-- Start TEXT PROVIDED --
Elvira Catalina Quintana Molina (7 November 1935 – 8 August 1968) was a Spanish-Mexican actress and singer.

Early life and career
Born in Montijo, Spain, Quintana and her family migrated to Mexico when she was 5 years old. She began her career working in theatre and later participated in films as an extra. Her first important role was as Carmen Ochoa in "Una solución inesperada", a segment of the drama film Canasta de cuentos mexicanos (1956). She then enrolled in the National Association of Actors' theatre and film institute (Instituto Teatral y Cinematográfico). She was given her first starring role in El buen ladrón (1957) before her breakthrough in Bolero inmortal (1958), in which she debuted as a singer; the film's soundtrack album, for which she recorded songs, was a commercial success throughout Hispanic America. She starred opposite Pedro Armendáriz, her favorite actor, in Dos hijos desobedientes (1960). Greatly admired by audiences for her beauty and talent, she became one of the most popular Mexican performers of the 1960s. Her last appearances were in the telenovelas El dolor de amar (1966), in which she played a villain for the first time, and Felipa Sánchez, la soldadera (1967), in which the press declared she created "an unforgettable character" as the title role.

Death and legacy
Quintana, who never married, suffered from pancreatic problems and kidney failure during her last months. She died of a stroke on 8 August 1968, in Mexico City; she was survived by her mother, Alejandra Molina, and her two siblings, Juana Quintana Molina and José Díaz Molina. She was interred at the Panteón Jardín on 9 August.
-- End TEXT PROVIDED --
-- Start ENTRIES --
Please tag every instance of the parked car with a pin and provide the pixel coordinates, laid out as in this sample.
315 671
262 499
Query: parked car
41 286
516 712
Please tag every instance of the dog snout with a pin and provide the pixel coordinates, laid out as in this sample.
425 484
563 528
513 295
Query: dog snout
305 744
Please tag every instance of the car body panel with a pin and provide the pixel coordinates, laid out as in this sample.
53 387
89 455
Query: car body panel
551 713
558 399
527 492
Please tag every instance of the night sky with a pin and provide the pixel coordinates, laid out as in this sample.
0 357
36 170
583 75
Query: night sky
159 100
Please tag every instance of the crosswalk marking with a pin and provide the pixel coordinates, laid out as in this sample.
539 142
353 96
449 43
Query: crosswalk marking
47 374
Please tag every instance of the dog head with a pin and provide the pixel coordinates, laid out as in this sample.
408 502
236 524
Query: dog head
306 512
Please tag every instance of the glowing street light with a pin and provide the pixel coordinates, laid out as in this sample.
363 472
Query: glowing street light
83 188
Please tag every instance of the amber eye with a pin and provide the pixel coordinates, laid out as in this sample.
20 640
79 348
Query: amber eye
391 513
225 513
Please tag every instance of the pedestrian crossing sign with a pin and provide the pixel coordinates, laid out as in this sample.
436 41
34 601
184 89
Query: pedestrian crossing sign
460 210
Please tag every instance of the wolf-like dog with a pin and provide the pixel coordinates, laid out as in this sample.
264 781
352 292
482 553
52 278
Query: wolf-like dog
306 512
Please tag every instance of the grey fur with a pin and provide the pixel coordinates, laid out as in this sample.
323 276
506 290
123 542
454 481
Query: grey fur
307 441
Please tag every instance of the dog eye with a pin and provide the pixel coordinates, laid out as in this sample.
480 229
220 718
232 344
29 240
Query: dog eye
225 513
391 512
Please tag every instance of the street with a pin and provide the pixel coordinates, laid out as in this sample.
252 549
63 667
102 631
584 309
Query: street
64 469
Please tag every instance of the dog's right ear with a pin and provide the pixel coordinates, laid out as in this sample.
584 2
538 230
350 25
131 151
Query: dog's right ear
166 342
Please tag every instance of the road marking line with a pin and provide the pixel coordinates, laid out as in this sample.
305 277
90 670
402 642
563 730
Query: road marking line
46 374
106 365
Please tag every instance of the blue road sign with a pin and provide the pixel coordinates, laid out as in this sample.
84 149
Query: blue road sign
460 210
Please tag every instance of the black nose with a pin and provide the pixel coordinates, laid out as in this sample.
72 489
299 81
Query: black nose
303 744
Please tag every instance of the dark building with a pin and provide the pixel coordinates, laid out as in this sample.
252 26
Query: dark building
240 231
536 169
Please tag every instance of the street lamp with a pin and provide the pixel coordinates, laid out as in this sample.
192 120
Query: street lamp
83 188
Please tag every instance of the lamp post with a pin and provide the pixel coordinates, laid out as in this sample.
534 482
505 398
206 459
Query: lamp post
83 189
-- End ENTRIES --
▸ **YOUR INSTRUCTIONS**:
Answer these from the Elvira Quintana biography:
1. In which film did she debut as a singer?
2. Who was her favorite actor?
3. Where was she interred?

▸ **RESULT OF THIS TASK**:
1. Bolero inmortal (1958)
2. Pedro Armendáriz
3. The Panteón Jardín